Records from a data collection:
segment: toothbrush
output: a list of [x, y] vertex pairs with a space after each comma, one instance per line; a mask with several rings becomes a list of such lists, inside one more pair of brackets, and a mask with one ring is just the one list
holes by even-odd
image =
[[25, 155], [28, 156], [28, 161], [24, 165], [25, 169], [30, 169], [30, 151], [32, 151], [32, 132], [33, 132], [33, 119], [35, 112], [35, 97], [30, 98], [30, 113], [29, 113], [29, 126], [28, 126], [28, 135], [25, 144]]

**Prompt**. Write out every line of the data above again, requests included, with each vertex coordinate in the answers multiplied by 2 and rounded to a whole number, halves rounding up.

**Problem solution**.
segment: toothbrush
output: a list of [x, y] vertex pairs with a space after each comma, one instance per line; a mask with several rings becomes a list of such lists, inside one more pair of brackets, and a mask with one ring is just the one list
holes by even-odd
image =
[[50, 310], [56, 312], [56, 322], [48, 330], [50, 338], [60, 338], [60, 302], [64, 302], [64, 264], [66, 264], [66, 238], [70, 224], [70, 194], [60, 196], [60, 226], [58, 226], [58, 252], [56, 252], [56, 270], [50, 288]]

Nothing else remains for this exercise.